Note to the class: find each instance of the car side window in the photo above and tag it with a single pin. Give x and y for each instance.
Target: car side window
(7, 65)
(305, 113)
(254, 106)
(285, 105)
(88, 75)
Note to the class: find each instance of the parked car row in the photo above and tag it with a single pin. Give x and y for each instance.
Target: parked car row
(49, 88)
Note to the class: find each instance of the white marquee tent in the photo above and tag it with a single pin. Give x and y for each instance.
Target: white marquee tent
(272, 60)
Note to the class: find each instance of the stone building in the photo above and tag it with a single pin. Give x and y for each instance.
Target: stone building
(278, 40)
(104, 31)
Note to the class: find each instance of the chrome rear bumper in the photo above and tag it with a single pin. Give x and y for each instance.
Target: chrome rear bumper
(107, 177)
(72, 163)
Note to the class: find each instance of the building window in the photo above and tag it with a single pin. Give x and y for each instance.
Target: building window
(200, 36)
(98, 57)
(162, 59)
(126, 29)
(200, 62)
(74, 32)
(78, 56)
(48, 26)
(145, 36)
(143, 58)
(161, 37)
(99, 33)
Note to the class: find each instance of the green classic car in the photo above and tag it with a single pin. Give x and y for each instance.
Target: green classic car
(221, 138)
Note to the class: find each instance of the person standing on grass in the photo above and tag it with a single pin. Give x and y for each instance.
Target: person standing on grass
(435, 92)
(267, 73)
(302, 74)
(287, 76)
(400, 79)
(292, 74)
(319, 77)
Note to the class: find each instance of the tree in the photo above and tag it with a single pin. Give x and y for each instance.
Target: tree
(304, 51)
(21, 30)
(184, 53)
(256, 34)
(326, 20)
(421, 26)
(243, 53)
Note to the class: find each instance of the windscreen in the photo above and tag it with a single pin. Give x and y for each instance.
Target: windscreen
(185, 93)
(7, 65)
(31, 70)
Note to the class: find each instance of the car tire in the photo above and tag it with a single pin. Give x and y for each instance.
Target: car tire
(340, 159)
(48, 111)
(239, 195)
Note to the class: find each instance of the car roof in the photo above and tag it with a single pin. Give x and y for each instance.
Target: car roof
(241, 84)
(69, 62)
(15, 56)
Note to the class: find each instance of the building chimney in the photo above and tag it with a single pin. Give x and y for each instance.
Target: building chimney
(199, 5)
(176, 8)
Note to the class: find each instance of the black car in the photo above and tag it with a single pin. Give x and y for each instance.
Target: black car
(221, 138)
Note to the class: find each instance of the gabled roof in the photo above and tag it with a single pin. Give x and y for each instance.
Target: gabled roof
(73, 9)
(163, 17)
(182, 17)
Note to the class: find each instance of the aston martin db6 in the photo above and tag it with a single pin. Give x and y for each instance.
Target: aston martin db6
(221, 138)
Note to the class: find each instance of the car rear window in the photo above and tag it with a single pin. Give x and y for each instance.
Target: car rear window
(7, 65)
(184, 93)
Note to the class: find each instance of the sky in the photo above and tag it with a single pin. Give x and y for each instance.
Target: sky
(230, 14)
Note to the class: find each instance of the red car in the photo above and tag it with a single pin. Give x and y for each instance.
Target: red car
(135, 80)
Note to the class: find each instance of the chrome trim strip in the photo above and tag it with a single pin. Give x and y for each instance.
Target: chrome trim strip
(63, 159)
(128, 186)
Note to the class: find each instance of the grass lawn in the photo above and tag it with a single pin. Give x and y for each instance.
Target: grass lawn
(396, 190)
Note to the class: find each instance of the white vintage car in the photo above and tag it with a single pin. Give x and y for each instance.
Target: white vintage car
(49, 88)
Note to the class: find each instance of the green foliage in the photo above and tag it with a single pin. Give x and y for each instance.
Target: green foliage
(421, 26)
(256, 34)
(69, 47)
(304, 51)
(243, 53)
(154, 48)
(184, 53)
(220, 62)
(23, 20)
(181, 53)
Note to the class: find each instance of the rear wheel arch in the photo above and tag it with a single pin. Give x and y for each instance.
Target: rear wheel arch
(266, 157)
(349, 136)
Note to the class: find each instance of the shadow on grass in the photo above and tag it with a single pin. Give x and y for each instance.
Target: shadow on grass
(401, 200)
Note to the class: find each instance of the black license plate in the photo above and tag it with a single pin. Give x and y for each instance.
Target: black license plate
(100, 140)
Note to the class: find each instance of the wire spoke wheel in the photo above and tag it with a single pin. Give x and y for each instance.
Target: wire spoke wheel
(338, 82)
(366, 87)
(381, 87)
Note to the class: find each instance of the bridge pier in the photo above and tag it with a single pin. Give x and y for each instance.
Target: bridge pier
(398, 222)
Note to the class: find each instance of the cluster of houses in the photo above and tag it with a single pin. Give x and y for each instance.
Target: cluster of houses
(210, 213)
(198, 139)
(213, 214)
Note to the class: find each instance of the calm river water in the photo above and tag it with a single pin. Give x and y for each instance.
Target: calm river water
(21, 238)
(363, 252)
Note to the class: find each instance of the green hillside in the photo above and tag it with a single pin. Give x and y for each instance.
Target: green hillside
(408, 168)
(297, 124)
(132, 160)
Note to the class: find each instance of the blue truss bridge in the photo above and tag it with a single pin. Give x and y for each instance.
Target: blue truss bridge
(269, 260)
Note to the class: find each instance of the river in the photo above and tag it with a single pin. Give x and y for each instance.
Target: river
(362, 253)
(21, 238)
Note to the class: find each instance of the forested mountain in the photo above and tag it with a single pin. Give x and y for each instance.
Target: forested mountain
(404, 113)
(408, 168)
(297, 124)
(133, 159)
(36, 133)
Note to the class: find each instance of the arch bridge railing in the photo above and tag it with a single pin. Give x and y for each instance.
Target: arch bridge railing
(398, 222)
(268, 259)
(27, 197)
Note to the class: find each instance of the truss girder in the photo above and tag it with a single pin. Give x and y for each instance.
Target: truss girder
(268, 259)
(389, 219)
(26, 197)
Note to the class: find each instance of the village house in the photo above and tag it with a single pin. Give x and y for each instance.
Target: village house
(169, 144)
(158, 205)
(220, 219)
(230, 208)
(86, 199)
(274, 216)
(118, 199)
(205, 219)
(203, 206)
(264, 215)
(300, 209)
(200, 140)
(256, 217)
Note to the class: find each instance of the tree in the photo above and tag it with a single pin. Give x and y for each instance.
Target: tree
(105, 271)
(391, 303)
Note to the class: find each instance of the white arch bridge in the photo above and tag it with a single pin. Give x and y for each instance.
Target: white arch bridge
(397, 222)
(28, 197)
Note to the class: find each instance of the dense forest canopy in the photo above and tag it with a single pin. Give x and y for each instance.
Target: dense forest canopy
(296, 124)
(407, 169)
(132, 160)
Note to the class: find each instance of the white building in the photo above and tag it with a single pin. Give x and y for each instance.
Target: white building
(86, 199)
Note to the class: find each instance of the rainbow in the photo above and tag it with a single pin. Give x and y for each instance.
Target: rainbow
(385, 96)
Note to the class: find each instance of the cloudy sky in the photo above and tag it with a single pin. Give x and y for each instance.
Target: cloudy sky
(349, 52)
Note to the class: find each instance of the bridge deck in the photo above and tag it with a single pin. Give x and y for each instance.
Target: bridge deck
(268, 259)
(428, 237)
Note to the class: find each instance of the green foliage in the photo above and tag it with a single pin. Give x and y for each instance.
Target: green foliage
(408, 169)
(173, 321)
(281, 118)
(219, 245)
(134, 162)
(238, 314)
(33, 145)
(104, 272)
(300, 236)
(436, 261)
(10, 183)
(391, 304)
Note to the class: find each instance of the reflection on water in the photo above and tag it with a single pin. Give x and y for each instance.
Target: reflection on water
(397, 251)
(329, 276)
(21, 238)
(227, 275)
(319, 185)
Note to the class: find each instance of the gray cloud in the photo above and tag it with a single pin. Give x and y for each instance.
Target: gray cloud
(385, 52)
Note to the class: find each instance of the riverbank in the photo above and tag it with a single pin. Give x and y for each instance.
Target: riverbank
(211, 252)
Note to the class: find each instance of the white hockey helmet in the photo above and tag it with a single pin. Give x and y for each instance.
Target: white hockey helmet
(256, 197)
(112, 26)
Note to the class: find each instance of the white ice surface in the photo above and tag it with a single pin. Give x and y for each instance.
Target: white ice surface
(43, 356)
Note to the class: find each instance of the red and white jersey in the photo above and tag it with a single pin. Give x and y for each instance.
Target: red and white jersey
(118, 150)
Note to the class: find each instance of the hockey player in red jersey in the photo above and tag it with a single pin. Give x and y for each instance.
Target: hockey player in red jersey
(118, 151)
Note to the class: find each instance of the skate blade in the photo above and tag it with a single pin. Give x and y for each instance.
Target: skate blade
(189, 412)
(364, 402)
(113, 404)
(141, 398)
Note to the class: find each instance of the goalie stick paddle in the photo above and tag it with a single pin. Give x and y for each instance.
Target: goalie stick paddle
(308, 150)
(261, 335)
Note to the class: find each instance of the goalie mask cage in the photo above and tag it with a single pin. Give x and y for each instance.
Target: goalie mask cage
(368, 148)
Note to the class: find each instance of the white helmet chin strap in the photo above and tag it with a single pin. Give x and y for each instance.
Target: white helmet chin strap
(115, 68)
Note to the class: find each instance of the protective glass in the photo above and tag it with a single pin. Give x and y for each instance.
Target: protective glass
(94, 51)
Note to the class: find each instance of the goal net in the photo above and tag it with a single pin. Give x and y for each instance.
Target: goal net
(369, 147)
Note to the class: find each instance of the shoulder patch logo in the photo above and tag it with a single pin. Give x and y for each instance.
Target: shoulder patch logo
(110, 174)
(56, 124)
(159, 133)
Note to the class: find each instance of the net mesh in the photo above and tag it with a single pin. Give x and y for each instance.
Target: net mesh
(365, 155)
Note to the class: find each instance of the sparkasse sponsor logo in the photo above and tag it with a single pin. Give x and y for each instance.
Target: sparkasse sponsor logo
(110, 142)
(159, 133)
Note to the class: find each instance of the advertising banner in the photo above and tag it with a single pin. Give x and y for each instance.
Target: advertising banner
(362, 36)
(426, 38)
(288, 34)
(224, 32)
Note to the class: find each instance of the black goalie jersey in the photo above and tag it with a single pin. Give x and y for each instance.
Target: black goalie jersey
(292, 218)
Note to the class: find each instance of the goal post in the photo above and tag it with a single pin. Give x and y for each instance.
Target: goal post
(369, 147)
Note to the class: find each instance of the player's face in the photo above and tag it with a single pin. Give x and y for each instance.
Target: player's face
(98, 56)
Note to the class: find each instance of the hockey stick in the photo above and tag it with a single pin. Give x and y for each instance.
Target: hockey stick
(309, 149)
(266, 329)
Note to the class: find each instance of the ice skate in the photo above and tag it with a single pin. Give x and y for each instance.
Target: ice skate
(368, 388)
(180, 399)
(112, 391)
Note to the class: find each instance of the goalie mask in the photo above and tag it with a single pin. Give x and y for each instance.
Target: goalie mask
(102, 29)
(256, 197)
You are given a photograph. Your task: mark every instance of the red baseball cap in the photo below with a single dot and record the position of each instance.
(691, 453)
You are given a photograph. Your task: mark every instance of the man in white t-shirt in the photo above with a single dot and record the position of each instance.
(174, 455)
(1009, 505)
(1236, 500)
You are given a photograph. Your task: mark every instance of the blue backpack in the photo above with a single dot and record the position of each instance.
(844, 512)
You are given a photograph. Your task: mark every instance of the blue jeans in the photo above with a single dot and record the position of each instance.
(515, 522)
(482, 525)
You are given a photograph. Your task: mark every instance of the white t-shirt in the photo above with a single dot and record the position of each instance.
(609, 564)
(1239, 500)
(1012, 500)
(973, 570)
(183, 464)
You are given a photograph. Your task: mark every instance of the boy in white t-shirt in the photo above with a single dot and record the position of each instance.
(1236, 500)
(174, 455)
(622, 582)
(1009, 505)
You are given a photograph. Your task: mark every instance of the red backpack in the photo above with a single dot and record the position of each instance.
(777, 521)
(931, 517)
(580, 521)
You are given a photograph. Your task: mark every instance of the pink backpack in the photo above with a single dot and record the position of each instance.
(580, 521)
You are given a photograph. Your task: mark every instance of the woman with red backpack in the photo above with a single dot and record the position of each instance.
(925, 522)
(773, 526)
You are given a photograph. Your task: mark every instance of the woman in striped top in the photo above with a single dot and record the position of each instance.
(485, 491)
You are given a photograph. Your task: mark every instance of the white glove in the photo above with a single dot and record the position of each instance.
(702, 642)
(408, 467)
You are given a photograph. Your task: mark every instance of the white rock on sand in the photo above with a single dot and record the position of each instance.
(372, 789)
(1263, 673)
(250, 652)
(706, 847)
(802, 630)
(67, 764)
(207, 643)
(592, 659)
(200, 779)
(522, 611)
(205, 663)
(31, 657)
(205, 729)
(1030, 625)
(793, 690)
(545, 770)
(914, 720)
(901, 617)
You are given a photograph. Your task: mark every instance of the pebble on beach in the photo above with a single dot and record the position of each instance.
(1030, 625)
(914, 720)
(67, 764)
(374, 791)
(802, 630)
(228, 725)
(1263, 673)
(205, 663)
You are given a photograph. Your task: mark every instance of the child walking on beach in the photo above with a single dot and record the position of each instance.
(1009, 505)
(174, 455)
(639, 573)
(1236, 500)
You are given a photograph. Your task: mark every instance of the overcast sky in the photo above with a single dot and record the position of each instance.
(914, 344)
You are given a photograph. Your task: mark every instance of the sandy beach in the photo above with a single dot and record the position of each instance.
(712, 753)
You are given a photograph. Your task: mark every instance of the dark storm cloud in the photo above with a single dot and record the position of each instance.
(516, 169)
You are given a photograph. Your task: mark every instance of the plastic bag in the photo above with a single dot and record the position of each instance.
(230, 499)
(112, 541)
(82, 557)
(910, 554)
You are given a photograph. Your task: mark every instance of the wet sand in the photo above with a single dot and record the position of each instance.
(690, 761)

------------------------------------------------

**Task requirements**
The answer is the run of lines above from the line containing "Note to the class: find each instance of the white ice" through the line containing "Note to the class: find each instance of the skate", copied exactly and alone.

**Written response**
Note to the class: find each instance of the white ice surface in the photo above and tag it with a single pin. Give x and y for each instance.
Target: white ice surface
(43, 356)
Note to the class: find each instance of the red and white jersey in the photo above and tag it with a single pin. Give x and y for each instance.
Target: red and white jersey
(118, 150)
Note to the class: find each instance of the hockey player in red jersey in the photo above and tag it with a single pin. Give x and y for each instance.
Target: hockey player in red jersey
(118, 151)
Note to the class: find each instance of the skate blade in the photo above and tag it with a single pin. Give x and y for each instance.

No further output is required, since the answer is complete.